▶ _EXTRACT PROVIDED_
+++++

Access to a tablet for every pupil by 2025
“Over the next six years, we will provide every school child in South Africa with digital workbooks and textbooks on a tablet device,” Ramaphosa said. He said government will start with the schools that have been historically most disadvantaged and are located in the poorest communities, including farm and rural schools.
New technology subjects, and technical high schools
Ramaphosa said several new technology subjects and specialisations will be introduced into basic education such as technical mathematics and technical sciences, maritime sciences, aviation studies, mining sciences, and aquaponics. Several “ordinary” state schools will also be transformed into technical high schools, he said.
A new bank for housing
If the South African government is to effectively address the substantial housing backlog it needs to develop different models of financing for human settlements, Ramaphosa said. Therefore a new human settlements development bank will be established to leverage both public and private sector financing to aid in housing delivery. He said the state’s housing development agency will construct an additional 500,000 housing units in the next five years..
No taverns, shebeens and liquor outlets near schools
Ramaphosa promised the complete shutdown of all taverns, shebeens and liquor outlets near schools as the country deals with extremely high levels of substance abuse. “South Africa has extremely high levels of substance abuse, which feeds crime and violence against women and children, it deepens poverty and causes great hardship and pain for families. As government, we continue to roll out interventions to address social ills tearing our communities apart, such as alcoholism and substance abuse. Knowing, as we do, that there are strong linkages between substance abuse, drug trafficking, crime and insecurity in communities, we are focusing on tackling this problem at its source through prevention programmes targeting vulnerable persons especially our youth. We are resolute that all taverns, shebeens and liquor outlets near school premises must be shut down,” Ramaphosa stated.

+++++

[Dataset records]

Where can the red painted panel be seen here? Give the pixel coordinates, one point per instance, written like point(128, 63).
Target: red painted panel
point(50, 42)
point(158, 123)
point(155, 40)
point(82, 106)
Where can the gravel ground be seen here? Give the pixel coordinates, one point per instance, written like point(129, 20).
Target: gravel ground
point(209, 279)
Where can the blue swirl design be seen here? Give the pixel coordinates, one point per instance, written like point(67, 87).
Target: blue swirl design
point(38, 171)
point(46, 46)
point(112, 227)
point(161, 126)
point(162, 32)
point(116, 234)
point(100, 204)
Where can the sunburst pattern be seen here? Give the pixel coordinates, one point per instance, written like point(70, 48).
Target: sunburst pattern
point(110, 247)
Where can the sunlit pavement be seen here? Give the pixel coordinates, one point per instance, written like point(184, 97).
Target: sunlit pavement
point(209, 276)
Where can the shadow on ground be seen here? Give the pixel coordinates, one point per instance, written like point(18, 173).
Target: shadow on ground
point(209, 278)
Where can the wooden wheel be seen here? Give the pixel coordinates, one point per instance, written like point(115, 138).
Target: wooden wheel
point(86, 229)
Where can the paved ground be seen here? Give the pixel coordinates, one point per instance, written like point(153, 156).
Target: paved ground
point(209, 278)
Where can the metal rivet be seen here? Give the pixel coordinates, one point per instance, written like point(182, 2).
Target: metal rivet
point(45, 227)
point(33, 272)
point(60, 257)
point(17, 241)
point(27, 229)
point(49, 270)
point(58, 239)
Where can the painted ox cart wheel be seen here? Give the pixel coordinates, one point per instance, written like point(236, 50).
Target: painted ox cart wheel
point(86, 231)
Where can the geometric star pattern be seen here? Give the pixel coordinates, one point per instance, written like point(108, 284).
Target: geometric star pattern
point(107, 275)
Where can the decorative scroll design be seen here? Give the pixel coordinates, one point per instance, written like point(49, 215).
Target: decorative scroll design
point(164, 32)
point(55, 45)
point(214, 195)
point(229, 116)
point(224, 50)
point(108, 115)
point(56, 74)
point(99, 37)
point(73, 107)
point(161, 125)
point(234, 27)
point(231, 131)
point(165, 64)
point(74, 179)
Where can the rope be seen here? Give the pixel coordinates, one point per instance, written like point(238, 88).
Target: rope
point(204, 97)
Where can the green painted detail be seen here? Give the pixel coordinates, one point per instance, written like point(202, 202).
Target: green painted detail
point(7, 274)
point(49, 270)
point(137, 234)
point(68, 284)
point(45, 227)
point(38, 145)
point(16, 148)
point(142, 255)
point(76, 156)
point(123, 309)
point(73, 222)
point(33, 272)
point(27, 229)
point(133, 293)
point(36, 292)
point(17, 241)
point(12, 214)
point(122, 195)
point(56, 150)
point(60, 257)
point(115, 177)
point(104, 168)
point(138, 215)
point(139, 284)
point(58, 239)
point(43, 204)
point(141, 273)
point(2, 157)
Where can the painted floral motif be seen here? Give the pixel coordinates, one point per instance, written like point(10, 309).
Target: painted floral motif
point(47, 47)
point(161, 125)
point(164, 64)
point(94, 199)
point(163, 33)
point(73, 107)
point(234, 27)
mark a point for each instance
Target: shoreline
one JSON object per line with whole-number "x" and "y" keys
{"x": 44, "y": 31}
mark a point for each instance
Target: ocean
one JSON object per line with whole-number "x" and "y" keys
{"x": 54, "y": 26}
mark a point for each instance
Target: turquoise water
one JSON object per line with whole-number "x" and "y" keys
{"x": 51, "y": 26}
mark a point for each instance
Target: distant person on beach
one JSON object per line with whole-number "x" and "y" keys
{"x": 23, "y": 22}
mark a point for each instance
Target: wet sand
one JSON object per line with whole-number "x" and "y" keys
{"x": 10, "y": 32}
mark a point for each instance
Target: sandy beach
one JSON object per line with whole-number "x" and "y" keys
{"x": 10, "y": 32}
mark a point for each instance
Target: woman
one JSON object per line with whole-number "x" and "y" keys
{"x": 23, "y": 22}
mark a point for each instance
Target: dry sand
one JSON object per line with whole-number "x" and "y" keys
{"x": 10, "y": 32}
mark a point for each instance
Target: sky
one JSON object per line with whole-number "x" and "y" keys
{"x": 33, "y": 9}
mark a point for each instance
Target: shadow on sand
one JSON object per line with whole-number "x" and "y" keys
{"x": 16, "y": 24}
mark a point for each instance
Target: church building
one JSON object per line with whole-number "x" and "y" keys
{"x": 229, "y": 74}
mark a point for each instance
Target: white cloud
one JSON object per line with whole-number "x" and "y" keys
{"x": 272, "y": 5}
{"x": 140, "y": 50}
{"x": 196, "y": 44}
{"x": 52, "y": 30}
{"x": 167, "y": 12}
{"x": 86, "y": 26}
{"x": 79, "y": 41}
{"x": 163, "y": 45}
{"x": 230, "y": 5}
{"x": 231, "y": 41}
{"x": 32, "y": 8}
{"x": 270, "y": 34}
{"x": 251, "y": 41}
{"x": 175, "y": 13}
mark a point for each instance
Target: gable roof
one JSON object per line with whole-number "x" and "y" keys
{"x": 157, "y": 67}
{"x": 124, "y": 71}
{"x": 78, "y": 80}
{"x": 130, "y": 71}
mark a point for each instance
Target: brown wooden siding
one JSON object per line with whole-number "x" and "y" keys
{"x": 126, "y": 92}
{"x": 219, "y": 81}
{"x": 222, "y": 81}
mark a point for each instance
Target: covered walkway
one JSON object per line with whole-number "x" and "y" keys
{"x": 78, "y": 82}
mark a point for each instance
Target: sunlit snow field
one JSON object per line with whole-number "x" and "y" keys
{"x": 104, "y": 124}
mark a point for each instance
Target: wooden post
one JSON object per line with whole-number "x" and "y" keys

+++++

▶ _TASK ITEM 1_
Answer these questions from the text on Ramaphosa's policy announcements.
(a) Which schools will the government start with when providing digital workbooks and textbooks on tablets?
(b) What new institution will be established to help finance housing delivery?
(c) How many additional housing units will the state's housing development agency construct, and over what period?
▶ _TASK ITEM 2_
Write the next part of the text on Ramaphosa's policy announcements, picking up after its final sentence.

▶ _REPLY 1_
(a) The schools that have been historically most disadvantaged and are located in the poorest communities, including farm and rural schools.
(b) A new human settlements development bank.
(c) An additional 500,000 housing units in the next five years.

▶ _REPLY 2_
Strengthening the focus on gender-based violence
“We will strengthen the national hotline centre that supports women who experience gender-based violence and ensure it is functional. We have listened to the call to make funds available to combat gender-based violence and have allocated funding in the current budget to support the decisions taken at the [Gender-Based Violence] Summit. Government will lead the campaign to include men and boys as active champions in the struggle against gender-based violence. Ending gender-based violence is an urgent national priority that requires the mobilisation of all South Africans and the involvement of all institutions,” Ramaphosa said.
Ramaphosa said he agreed with the new NPA head that an investigation directorate dealing with serious corruption and associated offences will be established as soon as possible. In broad terms, the Directorate will focus on the evidence that has emerged from the Zondo Commission of Inquiry into State Capture, other commissions and disciplinary inquiries, Ramaphosa said.
General election date
National elections will be held on May 8.
A war room for public health
The National Health Insurance Bill will soon be submitted to Parliament. The NHI will enable South Africans to receive free services at the point of care in public and private quality-accredited health facilities. Ramaphosa said a ‘War Room’ in the presidency has been established to improve public heallth. “We have a funded national quality health improvement plan to improve every clinic and hospital that will be contracted by the NHI.”